Leave every picture out and write out the records below exactly.

- Data to use:

+-------+

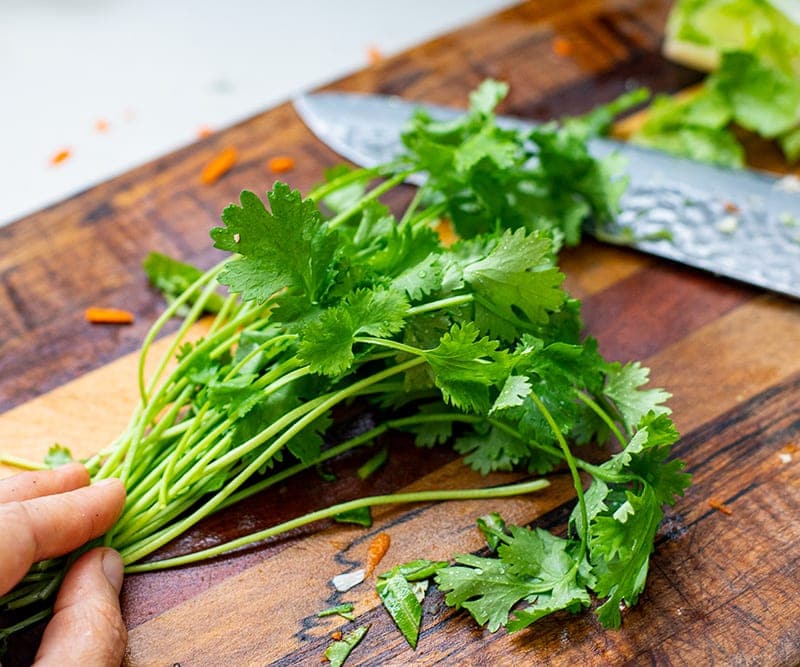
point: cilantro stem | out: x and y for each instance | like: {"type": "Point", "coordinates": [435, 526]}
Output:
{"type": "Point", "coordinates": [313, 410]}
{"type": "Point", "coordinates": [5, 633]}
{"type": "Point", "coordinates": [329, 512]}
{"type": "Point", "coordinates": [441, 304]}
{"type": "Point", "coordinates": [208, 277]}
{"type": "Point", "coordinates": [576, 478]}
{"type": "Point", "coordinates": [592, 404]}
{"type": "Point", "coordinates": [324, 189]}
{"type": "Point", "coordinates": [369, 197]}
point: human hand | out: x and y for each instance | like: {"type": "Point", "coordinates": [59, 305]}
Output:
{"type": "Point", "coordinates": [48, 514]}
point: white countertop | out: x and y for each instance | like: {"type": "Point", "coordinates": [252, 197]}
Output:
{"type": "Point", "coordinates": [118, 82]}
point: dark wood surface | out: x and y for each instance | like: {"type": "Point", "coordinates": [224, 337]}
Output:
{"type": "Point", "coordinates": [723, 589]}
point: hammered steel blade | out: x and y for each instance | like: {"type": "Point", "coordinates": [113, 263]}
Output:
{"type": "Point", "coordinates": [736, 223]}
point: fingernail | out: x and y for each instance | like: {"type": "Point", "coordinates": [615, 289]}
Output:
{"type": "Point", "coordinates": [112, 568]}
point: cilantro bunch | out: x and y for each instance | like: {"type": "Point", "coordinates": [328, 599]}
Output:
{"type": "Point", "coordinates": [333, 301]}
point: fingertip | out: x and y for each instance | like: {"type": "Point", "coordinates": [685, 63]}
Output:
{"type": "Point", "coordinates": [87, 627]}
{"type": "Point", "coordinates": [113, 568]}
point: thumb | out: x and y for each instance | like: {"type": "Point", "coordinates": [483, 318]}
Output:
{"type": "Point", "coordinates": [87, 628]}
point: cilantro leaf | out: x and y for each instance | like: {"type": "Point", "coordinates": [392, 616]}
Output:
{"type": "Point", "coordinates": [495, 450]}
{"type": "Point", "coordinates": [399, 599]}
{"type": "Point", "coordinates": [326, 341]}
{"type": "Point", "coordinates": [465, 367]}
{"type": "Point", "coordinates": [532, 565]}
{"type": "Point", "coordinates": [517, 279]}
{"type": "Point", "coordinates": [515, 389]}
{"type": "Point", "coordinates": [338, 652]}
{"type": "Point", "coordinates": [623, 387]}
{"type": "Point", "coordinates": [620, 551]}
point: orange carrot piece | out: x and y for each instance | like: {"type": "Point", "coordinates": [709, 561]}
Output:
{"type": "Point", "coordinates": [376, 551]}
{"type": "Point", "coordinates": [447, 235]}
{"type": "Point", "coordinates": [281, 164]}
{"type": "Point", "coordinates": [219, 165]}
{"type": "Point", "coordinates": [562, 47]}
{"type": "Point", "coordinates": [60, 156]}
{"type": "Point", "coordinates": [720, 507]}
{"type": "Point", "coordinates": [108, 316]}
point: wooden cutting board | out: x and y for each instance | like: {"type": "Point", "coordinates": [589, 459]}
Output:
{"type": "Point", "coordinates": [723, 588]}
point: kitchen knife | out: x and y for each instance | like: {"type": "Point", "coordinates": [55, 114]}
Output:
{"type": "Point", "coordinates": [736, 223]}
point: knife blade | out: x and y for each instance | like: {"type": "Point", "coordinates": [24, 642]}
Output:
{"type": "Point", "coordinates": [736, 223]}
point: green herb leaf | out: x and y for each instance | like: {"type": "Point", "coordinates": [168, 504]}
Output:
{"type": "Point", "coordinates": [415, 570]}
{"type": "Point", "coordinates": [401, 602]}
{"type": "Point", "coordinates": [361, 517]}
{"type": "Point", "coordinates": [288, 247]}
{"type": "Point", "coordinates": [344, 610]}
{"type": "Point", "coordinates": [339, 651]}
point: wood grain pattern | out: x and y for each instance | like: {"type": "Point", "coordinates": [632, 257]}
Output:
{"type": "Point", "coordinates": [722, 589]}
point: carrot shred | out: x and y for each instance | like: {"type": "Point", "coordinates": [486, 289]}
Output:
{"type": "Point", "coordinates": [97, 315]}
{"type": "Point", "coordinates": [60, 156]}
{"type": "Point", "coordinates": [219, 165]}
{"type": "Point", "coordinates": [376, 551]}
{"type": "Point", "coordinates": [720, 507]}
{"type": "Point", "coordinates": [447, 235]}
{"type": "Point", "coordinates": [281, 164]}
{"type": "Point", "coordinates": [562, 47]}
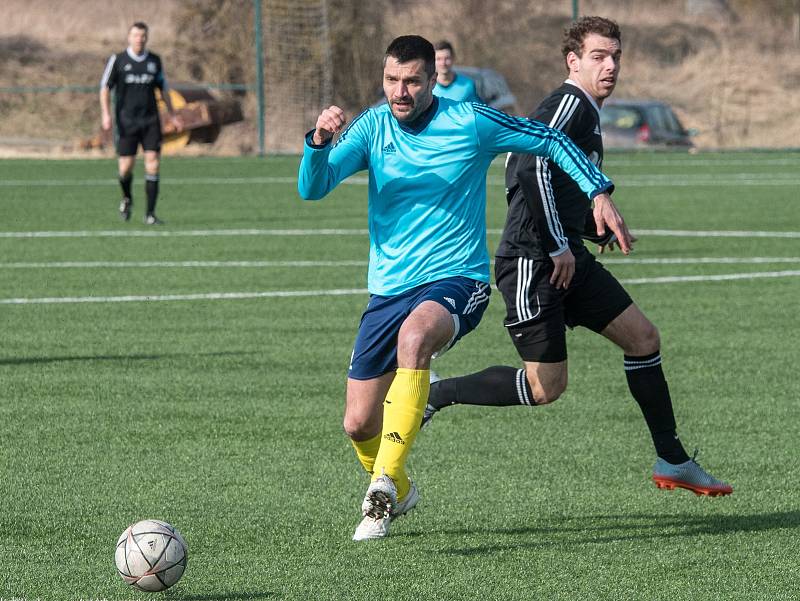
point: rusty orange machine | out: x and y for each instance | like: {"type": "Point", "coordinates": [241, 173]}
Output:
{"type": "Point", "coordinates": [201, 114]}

+-------+

- Exercise answer:
point: cilantro stem | out: x and y for each instance | like: {"type": "Point", "coordinates": [435, 526]}
Output:
{"type": "Point", "coordinates": [313, 410]}
{"type": "Point", "coordinates": [5, 633]}
{"type": "Point", "coordinates": [329, 512]}
{"type": "Point", "coordinates": [441, 304]}
{"type": "Point", "coordinates": [208, 277]}
{"type": "Point", "coordinates": [576, 478]}
{"type": "Point", "coordinates": [592, 404]}
{"type": "Point", "coordinates": [324, 189]}
{"type": "Point", "coordinates": [369, 197]}
point: human hand | out: x and y for each instance | like: {"type": "Point", "coordinates": [59, 305]}
Output:
{"type": "Point", "coordinates": [48, 514]}
point: white countertop | out: x and y for each instance | like: {"type": "Point", "coordinates": [252, 197]}
Output:
{"type": "Point", "coordinates": [118, 82]}
point: dark wood surface | out: x and y for each instance | like: {"type": "Point", "coordinates": [224, 337]}
Output:
{"type": "Point", "coordinates": [723, 589]}
point: hammered steel blade | out: x and y for each instance | like: {"type": "Point", "coordinates": [113, 263]}
Output:
{"type": "Point", "coordinates": [736, 223]}
point: fingernail | out: x and y for each instance | like: {"type": "Point", "coordinates": [615, 289]}
Output:
{"type": "Point", "coordinates": [112, 568]}
point: cilantro bunch | out: x and y for each instance | like: {"type": "Point", "coordinates": [328, 599]}
Output:
{"type": "Point", "coordinates": [333, 301]}
point: fingertip | out: x and y for each instance | like: {"type": "Point", "coordinates": [685, 63]}
Output:
{"type": "Point", "coordinates": [87, 627]}
{"type": "Point", "coordinates": [113, 568]}
point: thumb | out: x and y for each instance | like: {"type": "Point", "coordinates": [483, 318]}
Output:
{"type": "Point", "coordinates": [87, 628]}
point: cilantro leaf | out: x and y for each instance | like: {"type": "Point", "coordinates": [392, 616]}
Output:
{"type": "Point", "coordinates": [495, 450]}
{"type": "Point", "coordinates": [399, 599]}
{"type": "Point", "coordinates": [326, 341]}
{"type": "Point", "coordinates": [465, 367]}
{"type": "Point", "coordinates": [532, 565]}
{"type": "Point", "coordinates": [517, 279]}
{"type": "Point", "coordinates": [515, 389]}
{"type": "Point", "coordinates": [338, 652]}
{"type": "Point", "coordinates": [623, 387]}
{"type": "Point", "coordinates": [620, 551]}
point: orange carrot piece | out: x and y for each instance | like: {"type": "Point", "coordinates": [709, 561]}
Output:
{"type": "Point", "coordinates": [376, 551]}
{"type": "Point", "coordinates": [447, 235]}
{"type": "Point", "coordinates": [281, 164]}
{"type": "Point", "coordinates": [219, 165]}
{"type": "Point", "coordinates": [562, 47]}
{"type": "Point", "coordinates": [60, 156]}
{"type": "Point", "coordinates": [720, 507]}
{"type": "Point", "coordinates": [108, 316]}
point: wooden cutting board | out: x and y for each instance | like: {"type": "Point", "coordinates": [589, 459]}
Output:
{"type": "Point", "coordinates": [723, 588]}
point: kitchen knife | out: x and y for each instance | like: {"type": "Point", "coordinates": [55, 114]}
Output:
{"type": "Point", "coordinates": [736, 223]}
point: knife blade | out: x and y for each instance | like: {"type": "Point", "coordinates": [24, 642]}
Output:
{"type": "Point", "coordinates": [736, 223]}
point: green herb leaf | out: x and y for each instance | like: {"type": "Point", "coordinates": [168, 504]}
Output:
{"type": "Point", "coordinates": [415, 570]}
{"type": "Point", "coordinates": [401, 602]}
{"type": "Point", "coordinates": [361, 517]}
{"type": "Point", "coordinates": [288, 247]}
{"type": "Point", "coordinates": [344, 610]}
{"type": "Point", "coordinates": [339, 651]}
point: wood grain pattern | out: x and y for each instance | like: {"type": "Point", "coordinates": [632, 257]}
Output:
{"type": "Point", "coordinates": [722, 589]}
point: carrot shred | out: x and y for each instance | like: {"type": "Point", "coordinates": [486, 289]}
Output:
{"type": "Point", "coordinates": [97, 315]}
{"type": "Point", "coordinates": [60, 156]}
{"type": "Point", "coordinates": [219, 165]}
{"type": "Point", "coordinates": [376, 551]}
{"type": "Point", "coordinates": [720, 507]}
{"type": "Point", "coordinates": [447, 235]}
{"type": "Point", "coordinates": [281, 164]}
{"type": "Point", "coordinates": [562, 47]}
point: rusty orange machine | out: x and y for each instance | like: {"type": "Point", "coordinates": [241, 173]}
Output:
{"type": "Point", "coordinates": [201, 114]}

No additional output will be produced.